**To do**: Give every one of the rows below as a Markdown table with the columns No. and Line, numbering each nonblank line in order and skipping blank lines. Leave the pictures out of the table.

★ ★ ★ ★ ★ ★ ★

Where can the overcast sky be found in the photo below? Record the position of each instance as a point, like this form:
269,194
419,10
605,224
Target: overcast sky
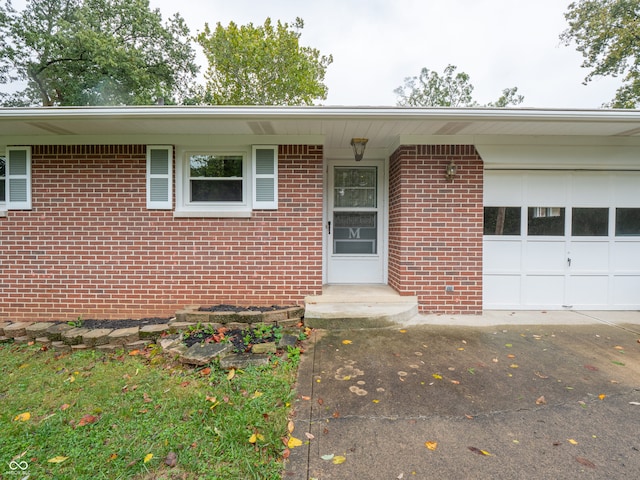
377,43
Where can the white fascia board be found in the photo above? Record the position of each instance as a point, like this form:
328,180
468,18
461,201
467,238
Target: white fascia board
512,114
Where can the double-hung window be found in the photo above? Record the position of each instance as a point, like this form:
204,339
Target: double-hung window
15,179
226,183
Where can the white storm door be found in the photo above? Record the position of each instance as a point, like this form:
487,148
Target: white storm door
355,222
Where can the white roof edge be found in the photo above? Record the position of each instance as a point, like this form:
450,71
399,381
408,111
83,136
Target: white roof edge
539,114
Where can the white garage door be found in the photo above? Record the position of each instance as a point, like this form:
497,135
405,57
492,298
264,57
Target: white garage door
562,240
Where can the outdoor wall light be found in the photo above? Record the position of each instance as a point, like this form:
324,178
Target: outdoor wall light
359,144
450,171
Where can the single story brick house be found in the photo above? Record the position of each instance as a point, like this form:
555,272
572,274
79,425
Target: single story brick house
131,212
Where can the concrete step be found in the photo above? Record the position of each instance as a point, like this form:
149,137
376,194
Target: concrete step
361,306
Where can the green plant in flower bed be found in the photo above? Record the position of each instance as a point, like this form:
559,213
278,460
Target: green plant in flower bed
242,339
123,416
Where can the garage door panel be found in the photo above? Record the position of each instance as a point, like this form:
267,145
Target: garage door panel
626,257
503,256
588,291
626,291
542,291
542,256
589,257
502,290
584,265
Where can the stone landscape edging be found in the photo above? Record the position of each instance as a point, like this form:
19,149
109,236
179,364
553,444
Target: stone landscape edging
64,337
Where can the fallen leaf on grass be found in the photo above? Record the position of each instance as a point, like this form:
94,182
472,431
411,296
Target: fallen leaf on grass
585,462
23,417
294,442
57,459
479,452
87,420
171,460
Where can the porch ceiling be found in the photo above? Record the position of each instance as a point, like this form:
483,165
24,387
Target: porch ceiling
334,127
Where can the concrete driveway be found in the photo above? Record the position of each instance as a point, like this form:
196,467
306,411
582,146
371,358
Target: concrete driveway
522,395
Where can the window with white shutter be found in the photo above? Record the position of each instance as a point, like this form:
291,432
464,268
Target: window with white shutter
17,181
159,177
265,177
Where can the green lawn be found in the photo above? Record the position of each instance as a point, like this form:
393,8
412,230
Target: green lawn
120,416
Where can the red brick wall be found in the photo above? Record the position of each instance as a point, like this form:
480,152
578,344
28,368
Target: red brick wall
435,227
90,248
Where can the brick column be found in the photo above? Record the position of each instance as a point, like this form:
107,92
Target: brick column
435,227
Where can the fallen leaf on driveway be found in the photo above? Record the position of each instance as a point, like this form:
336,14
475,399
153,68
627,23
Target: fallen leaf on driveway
585,462
294,442
479,452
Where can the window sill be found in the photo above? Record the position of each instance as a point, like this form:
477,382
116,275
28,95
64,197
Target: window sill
211,214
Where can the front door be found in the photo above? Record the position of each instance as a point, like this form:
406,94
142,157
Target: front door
355,250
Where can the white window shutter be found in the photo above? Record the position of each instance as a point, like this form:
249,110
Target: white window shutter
18,178
265,177
159,177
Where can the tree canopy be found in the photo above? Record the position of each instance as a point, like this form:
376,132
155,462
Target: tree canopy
261,65
94,52
607,33
450,89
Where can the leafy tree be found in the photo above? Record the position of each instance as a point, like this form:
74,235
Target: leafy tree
93,52
263,65
607,33
450,89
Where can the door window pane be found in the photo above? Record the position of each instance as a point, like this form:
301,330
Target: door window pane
590,222
545,221
355,187
355,232
627,222
502,220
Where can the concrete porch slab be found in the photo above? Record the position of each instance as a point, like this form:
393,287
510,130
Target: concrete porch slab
358,306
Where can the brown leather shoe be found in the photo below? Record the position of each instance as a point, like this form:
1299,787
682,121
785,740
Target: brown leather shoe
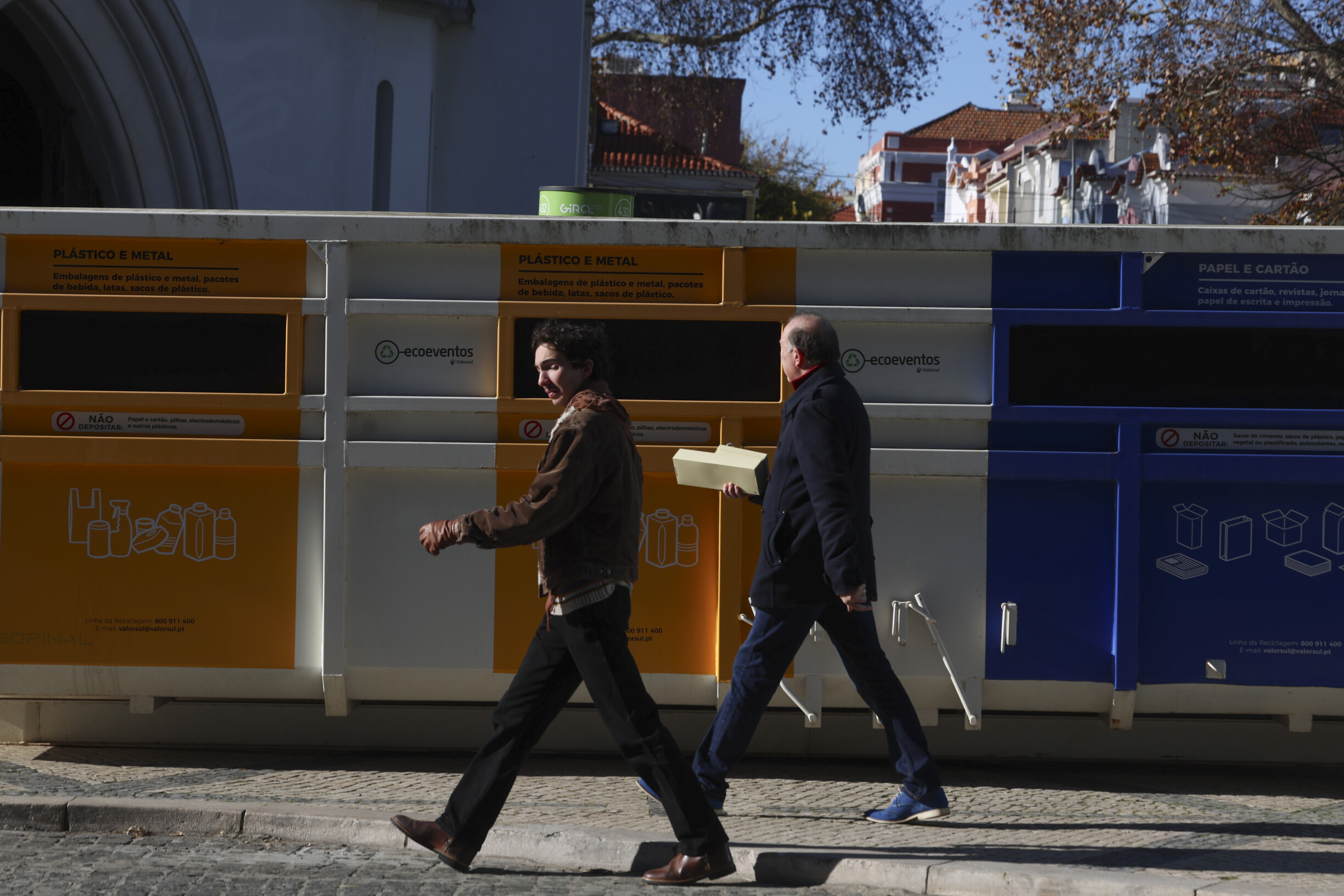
687,870
430,836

★ ★ ★ ★ ★ ★ ★

**The output**:
| No. | Line |
|---|---|
| 1 | Where can the overcast sky be found in the photo below? Record the position of each instance as a point, like this form: |
| 2 | 269,194 |
| 3 | 419,10 |
| 4 | 605,224 |
| 5 | Target: overcast sky |
| 6 | 377,43 |
| 7 | Where can the white fascia board be found in the photo above? Record the position of each instance as a point, like this form: |
| 8 | 328,180 |
| 9 | 468,18 |
| 10 | 461,201 |
| 11 | 467,238 |
| 12 | Target: white fascia board |
| 13 | 512,114 |
| 14 | Where can the double-hung window be found in the photo above? Record the position of each instance as a point, like this form: |
| 15 | 204,339 |
| 16 | Target: double-hung window |
| 17 | 15,179 |
| 18 | 226,183 |
| 19 | Where can the white storm door be found in the photo above? Record the position of each instance as a point, like this form: |
| 20 | 487,148 |
| 21 | Target: white storm door |
| 22 | 355,222 |
| 23 | Where can the white roof edge be found in the photo above? Record the position of each instance as a point, like this form: |
| 24 | 450,71 |
| 25 | 399,381 |
| 26 | 408,111 |
| 27 | 83,136 |
| 28 | Target: white roof edge |
| 29 | 539,114 |
| 30 | Where can the white garage door be found in the photo above? Record the position of each instance as a point, like this form: |
| 31 | 497,135 |
| 32 | 405,57 |
| 33 | 492,298 |
| 34 | 264,57 |
| 35 | Target: white garage door |
| 36 | 562,240 |
| 37 | Where can the outdoor wall light be found in the photo above? Record the position of each instance as a point, like this form: |
| 38 | 324,178 |
| 39 | Target: outdoor wall light |
| 40 | 359,144 |
| 41 | 450,171 |
| 42 | Where can the single story brick house be found in the photo above? Record the position of each instance as a point, like this form: |
| 43 | 555,272 |
| 44 | 572,274 |
| 45 | 79,425 |
| 46 | Target: single story brick house |
| 47 | 131,212 |
| 48 | Where can the concrete step be found in the photo above? Record the position of each instance as a point, like this form: |
| 49 | 149,137 |
| 50 | 376,194 |
| 51 | Target: concrete step |
| 52 | 361,306 |
| 53 | Where can the green plant in flower bed be found in the photo above? Record the position of each instance as a point, like this form: |
| 54 | 559,213 |
| 55 | 278,460 |
| 56 | Target: green plant in flower bed |
| 57 | 242,339 |
| 58 | 123,416 |
| 59 | Where can the garage door panel be found in the photo above? Record the position of each instance as a point, like this form: |
| 60 | 267,145 |
| 61 | Target: garage door panel |
| 62 | 626,257 |
| 63 | 503,256 |
| 64 | 588,291 |
| 65 | 626,291 |
| 66 | 542,291 |
| 67 | 542,256 |
| 68 | 589,257 |
| 69 | 502,290 |
| 70 | 584,265 |
| 71 | Where can the stone landscape edging be found in the photo above? Record the position of each instance as a point, like this form: |
| 72 | 19,149 |
| 73 | 109,236 |
| 74 | 179,364 |
| 75 | 553,444 |
| 76 | Target: stone landscape edging |
| 77 | 64,337 |
| 78 | Where can the fallen leaf on grass be found in the photo above? Record the position of each instance as a point, like this form: |
| 79 | 94,182 |
| 80 | 472,431 |
| 81 | 411,296 |
| 82 | Target: fallen leaf on grass |
| 83 | 585,462 |
| 84 | 23,417 |
| 85 | 294,442 |
| 86 | 57,459 |
| 87 | 479,452 |
| 88 | 87,420 |
| 89 | 171,460 |
| 90 | Where can the porch ceiling be found in the photo above? Record the position of each instance as a point, like this form: |
| 91 | 483,165 |
| 92 | 24,387 |
| 93 | Target: porch ceiling |
| 94 | 334,127 |
| 95 | Where can the concrete driveway be found in the photo above? Record the position of each instance as a point, like this form: |
| 96 | 196,467 |
| 97 | 306,411 |
| 98 | 582,146 |
| 99 | 371,358 |
| 100 | Target: concrete driveway |
| 101 | 522,395 |
| 102 | Where can the window with white shutter be found in the photo above? Record the position of each instance as a point, like this form: |
| 103 | 291,432 |
| 104 | 464,268 |
| 105 | Target: window with white shutter |
| 106 | 17,181 |
| 107 | 159,177 |
| 108 | 265,177 |
| 109 | Where can the green lawn be found in the photo above? Record the position of each instance as a point, like this form: |
| 110 | 393,8 |
| 111 | 412,230 |
| 112 | Target: green lawn |
| 113 | 120,416 |
| 114 | Where can the red brick wall be found in the photo above? Record the position of each instance as a point, like this form: |
| 115 | 480,152 |
| 116 | 578,344 |
| 117 | 28,368 |
| 118 | Target: red brick wall |
| 119 | 435,227 |
| 120 | 90,248 |
| 121 | Where can the brick column be found in the photo above? Record the position of each instance as a point, like this form: |
| 122 | 107,92 |
| 123 | Target: brick column |
| 124 | 435,227 |
| 125 | Where can the fallen leaf on driveway be found in the photo above? Record the position of each instance as a point, like this form: |
| 126 | 336,14 |
| 127 | 475,399 |
| 128 | 153,68 |
| 129 | 627,23 |
| 130 | Target: fallen leaf on driveway |
| 131 | 585,462 |
| 132 | 294,442 |
| 133 | 479,452 |
| 134 | Where can the window sill be found in the photo above? Record the position of each instance as a point, like this form: |
| 135 | 477,382 |
| 136 | 116,275 |
| 137 | 28,95 |
| 138 | 64,197 |
| 139 | Target: window sill |
| 140 | 211,214 |
| 141 | Where can the front door be found in the photo above? Record the position of each instance as a point, like this form: |
| 142 | 406,94 |
| 143 | 142,157 |
| 144 | Target: front door |
| 145 | 355,250 |
| 146 | Where can the white window shutter be found in the photo above? Record the position of each instance as a point, like this form: |
| 147 | 249,110 |
| 148 | Target: white window shutter |
| 149 | 18,178 |
| 150 | 265,177 |
| 151 | 159,177 |
| 152 | Where can the tree canopy be found in the photo above? Record the position of each instance as a point, like this form: |
| 153 | 376,132 |
| 154 | 155,462 |
| 155 | Target: tree canopy |
| 156 | 261,65 |
| 157 | 94,52 |
| 158 | 607,33 |
| 159 | 450,89 |
| 160 | Where can the leafy tree be found in the photo above? Record the position of each instance as a point, like this form: |
| 161 | 74,235 |
| 162 | Target: leafy tree |
| 163 | 93,52 |
| 164 | 263,65 |
| 165 | 607,33 |
| 166 | 450,89 |
| 167 | Where can the door window pane be found in the photo above? Record the position of each instance as a point, like this form: |
| 168 | 301,330 |
| 169 | Target: door window pane |
| 170 | 590,222 |
| 171 | 545,221 |
| 172 | 355,187 |
| 173 | 355,232 |
| 174 | 627,222 |
| 175 | 502,220 |
| 176 | Where can the concrete porch slab be found in the photo above? Record the position of each instance as a point, like this form: |
| 177 | 393,287 |
| 178 | 510,130 |
| 179 | Target: concrete porch slab |
| 180 | 358,306 |
| 181 | Where can the brown leather shoe be found in the photo below? Record the position of each instance as a point, like this form: |
| 182 | 1299,787 |
| 183 | 682,121 |
| 184 | 785,740 |
| 185 | Target: brown leather shoe |
| 186 | 687,870 |
| 187 | 430,836 |